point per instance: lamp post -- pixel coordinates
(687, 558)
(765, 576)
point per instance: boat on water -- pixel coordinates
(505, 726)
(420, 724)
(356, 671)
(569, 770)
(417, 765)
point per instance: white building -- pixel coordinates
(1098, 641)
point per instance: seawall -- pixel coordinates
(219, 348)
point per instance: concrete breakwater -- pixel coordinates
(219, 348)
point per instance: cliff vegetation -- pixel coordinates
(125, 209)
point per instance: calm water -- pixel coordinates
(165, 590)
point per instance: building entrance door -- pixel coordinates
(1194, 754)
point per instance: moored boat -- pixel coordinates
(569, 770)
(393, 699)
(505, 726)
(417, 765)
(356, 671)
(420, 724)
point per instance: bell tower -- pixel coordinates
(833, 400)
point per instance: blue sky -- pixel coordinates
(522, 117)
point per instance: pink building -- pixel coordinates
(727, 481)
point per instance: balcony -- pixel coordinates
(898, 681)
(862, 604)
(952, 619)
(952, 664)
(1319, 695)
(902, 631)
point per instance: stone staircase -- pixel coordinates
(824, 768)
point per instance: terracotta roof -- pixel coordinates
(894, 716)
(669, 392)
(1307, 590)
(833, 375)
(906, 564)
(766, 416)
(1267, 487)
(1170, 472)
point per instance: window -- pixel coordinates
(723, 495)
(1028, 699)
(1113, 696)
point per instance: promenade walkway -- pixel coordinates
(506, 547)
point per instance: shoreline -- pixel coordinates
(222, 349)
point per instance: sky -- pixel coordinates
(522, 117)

****************************************

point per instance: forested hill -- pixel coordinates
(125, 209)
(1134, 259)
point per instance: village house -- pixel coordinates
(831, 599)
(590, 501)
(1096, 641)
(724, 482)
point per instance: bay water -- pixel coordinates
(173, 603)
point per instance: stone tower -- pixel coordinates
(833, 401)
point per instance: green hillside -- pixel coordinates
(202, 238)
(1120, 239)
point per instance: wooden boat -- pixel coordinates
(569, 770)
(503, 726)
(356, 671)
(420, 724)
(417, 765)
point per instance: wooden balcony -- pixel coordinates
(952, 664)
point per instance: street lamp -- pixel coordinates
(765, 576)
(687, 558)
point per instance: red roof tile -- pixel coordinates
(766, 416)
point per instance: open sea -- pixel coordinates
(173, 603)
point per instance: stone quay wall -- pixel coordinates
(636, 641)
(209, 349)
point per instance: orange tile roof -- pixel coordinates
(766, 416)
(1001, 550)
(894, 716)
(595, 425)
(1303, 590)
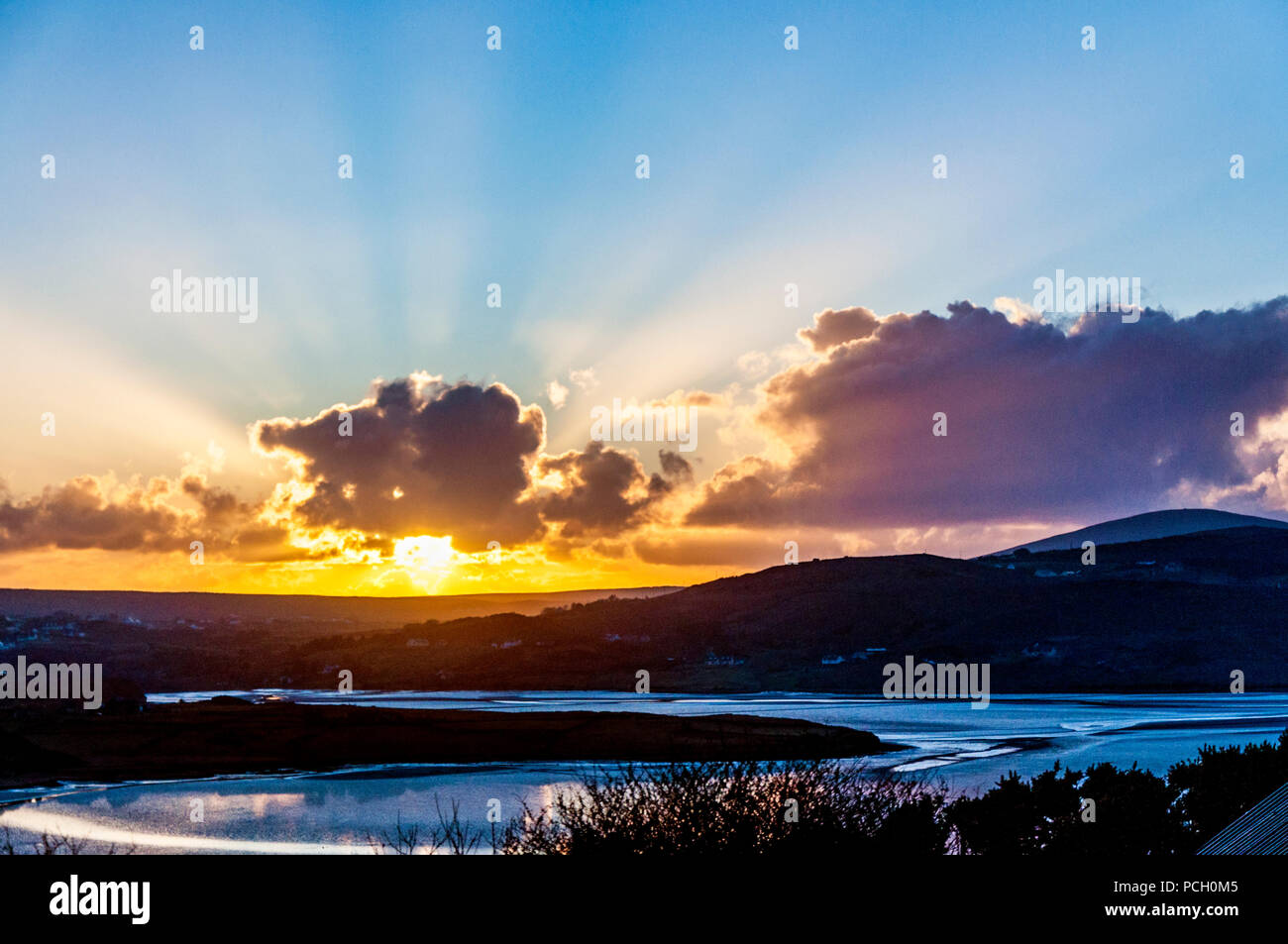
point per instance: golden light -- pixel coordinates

****************************************

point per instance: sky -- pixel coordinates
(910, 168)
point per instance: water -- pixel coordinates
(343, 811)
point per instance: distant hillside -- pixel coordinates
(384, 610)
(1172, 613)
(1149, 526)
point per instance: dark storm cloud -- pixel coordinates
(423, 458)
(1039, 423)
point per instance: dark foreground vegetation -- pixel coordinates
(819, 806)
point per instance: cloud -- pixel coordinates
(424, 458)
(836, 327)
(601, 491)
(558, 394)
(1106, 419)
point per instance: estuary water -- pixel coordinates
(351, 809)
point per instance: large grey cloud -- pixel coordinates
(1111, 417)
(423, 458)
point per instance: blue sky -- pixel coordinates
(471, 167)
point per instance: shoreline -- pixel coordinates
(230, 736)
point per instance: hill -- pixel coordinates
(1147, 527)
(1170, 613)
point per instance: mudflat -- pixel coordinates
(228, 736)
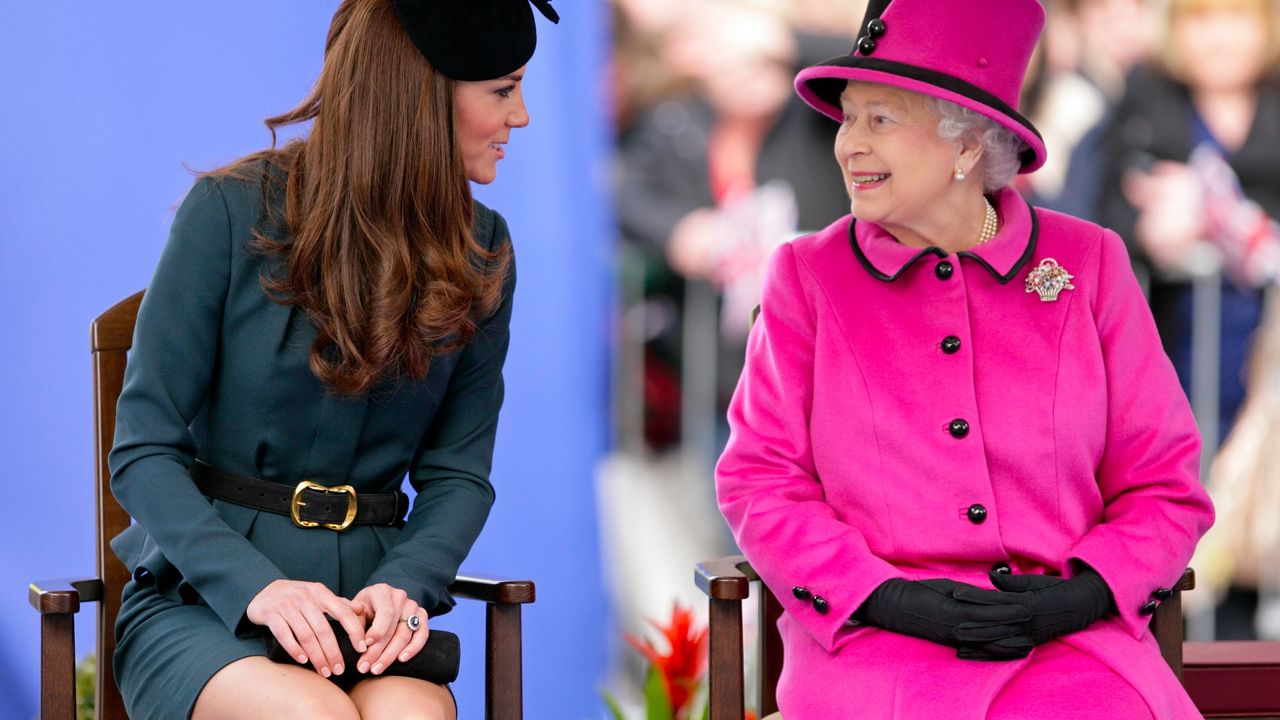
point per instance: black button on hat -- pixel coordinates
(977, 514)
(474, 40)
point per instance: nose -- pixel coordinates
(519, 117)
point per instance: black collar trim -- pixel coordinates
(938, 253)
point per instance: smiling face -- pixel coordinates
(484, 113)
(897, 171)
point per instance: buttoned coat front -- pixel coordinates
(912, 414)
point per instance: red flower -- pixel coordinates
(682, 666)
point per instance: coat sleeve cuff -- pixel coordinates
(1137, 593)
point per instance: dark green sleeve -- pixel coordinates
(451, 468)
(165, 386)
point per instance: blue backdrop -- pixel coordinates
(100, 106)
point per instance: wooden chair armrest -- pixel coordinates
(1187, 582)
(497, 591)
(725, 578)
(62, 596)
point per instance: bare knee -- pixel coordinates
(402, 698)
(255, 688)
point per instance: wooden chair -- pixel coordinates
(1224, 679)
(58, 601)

****************************************

EXERCISE AIM: Return the material from the line containing "point per instance: wooden boat" through the line containing "point per instance: golden", exactly and in full, but without its pictures.

TASK SOLUTION:
point per instance: wooden boat -- pixel coordinates
(569, 770)
(503, 726)
(356, 671)
(420, 724)
(417, 765)
point per instance: wooden balcony -- pixel coordinates
(952, 664)
point per instance: street lamp -- pixel coordinates
(765, 576)
(687, 558)
point per instance: red roof tile -- pixel coordinates
(766, 416)
point per instance: open sea -- pixel coordinates
(173, 603)
point per instance: stone quay wall -- pixel coordinates
(636, 641)
(209, 349)
point per instance: orange tile roof -- pixel coordinates
(766, 416)
(1001, 550)
(894, 716)
(595, 425)
(1303, 590)
point per instance: golden light -- pixel coordinates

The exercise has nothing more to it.